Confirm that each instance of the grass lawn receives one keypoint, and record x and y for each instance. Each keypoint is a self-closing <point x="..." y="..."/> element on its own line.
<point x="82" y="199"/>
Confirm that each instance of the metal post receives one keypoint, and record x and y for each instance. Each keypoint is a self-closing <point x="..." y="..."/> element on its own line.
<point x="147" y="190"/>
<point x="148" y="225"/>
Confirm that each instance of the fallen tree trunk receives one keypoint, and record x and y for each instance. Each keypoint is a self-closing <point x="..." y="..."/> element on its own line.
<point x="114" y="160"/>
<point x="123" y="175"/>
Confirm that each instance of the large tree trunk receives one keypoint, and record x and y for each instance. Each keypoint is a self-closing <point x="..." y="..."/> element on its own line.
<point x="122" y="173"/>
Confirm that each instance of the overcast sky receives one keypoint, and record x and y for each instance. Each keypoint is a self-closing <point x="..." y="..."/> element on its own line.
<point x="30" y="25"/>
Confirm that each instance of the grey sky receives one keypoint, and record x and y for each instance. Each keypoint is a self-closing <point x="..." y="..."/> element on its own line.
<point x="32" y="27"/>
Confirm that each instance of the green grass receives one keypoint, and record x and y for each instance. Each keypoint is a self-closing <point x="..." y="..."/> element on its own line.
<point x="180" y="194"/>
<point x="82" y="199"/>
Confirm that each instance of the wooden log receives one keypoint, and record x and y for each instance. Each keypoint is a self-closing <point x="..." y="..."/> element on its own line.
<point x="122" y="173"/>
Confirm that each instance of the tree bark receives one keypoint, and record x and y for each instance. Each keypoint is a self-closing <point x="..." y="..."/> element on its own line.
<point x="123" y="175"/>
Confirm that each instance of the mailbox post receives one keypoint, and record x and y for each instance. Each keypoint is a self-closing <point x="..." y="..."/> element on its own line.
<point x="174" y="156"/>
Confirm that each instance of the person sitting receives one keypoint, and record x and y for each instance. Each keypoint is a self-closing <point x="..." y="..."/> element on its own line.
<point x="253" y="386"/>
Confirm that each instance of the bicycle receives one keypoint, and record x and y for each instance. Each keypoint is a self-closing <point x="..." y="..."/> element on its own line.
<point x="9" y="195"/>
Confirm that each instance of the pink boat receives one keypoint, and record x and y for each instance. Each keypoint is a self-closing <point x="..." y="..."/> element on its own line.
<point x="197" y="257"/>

──────

§ **TO DO**
Produce an exact copy of the whole listing.

§ **RESULT**
Confirm that each instance of the grass lawn receives one keypoint, and record x and y for each instance. Each keypoint is a self-closing <point x="..." y="..."/> element on its own line.
<point x="82" y="199"/>
Confirm that each instance of the metal post receives one keypoint, and record x and y for each instance. Each keypoint is a self-closing <point x="..." y="..."/> element on its own line.
<point x="147" y="190"/>
<point x="148" y="225"/>
Confirm that each instance of the fallen tree trunk receives one keypoint, and record x and y for each instance. Each keypoint is a self-closing <point x="..." y="..."/> element on its own line.
<point x="114" y="160"/>
<point x="123" y="175"/>
Confirm that each instance of the large tree trunk receives one keypoint, and record x and y for each instance. Each keypoint is a self-closing <point x="..." y="..."/> element on its own line.
<point x="122" y="173"/>
Confirm that each instance of the overcast sky receives one keypoint, and record x and y for each instance. Each keypoint is a self-closing <point x="..." y="..."/> element on its own line.
<point x="30" y="25"/>
Confirm that each instance of the grey sky receives one keypoint, and record x and y for each instance. Each keypoint is a self-closing <point x="..." y="..."/> element on its own line.
<point x="32" y="27"/>
Confirm that each instance of the green grass receives one keypoint, and record x and y for each instance. Each keypoint is a self-closing <point x="..." y="..."/> element on its own line.
<point x="180" y="194"/>
<point x="82" y="199"/>
Confirm that each instance of the wooden log receives one keypoint, and record x and y for each instance. Each keypoint is a self-closing <point x="..." y="..."/> element on its own line.
<point x="122" y="173"/>
Confirm that each instance of the tree bark receives one keypoint, and record x and y for each instance. Each keypoint is a self-closing <point x="..." y="..."/> element on its own line.
<point x="123" y="175"/>
Confirm that each instance of the mailbox post receives one keypoint, and record x and y for each instance. Each keypoint is a self-closing <point x="..." y="..."/> element on its own line.
<point x="174" y="156"/>
Confirm that each instance of the person sitting receives one keypoint, and record x and y for each instance. Each keypoint is a self-closing <point x="..." y="..."/> element on its own line.
<point x="253" y="386"/>
Confirm that each instance of the bicycle receives one keypoint, and record x and y for each instance. Each keypoint is a self-closing <point x="..." y="..."/> element on its own line.
<point x="9" y="195"/>
Confirm that each instance of the pink boat receives one keypoint, and record x and y for each instance. Each keypoint is a self-closing <point x="..." y="..."/> element on its own line.
<point x="197" y="257"/>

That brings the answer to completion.